*What is asked*. Collect every line in the records below that contains the word "shirt", and copy each such line unchanged.

+---+

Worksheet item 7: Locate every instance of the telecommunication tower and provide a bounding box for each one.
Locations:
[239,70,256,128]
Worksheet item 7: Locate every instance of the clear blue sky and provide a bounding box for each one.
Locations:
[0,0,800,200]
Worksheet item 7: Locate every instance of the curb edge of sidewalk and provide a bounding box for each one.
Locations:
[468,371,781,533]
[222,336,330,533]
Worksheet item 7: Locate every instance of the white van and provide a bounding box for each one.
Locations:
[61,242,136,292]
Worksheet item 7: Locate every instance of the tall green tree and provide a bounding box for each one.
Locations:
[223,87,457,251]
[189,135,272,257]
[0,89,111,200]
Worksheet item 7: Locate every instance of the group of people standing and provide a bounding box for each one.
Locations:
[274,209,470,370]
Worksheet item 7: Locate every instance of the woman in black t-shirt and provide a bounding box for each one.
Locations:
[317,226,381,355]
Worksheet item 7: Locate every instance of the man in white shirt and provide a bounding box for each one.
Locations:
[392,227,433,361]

+---+

*Reply to the task*.
Worksheet item 7: Locate every instance of the woman in black t-shirt and provide a bounding box for each one.
Worksheet item 7: Locate every instance of the man in white shirt and provide a bounding box for each one.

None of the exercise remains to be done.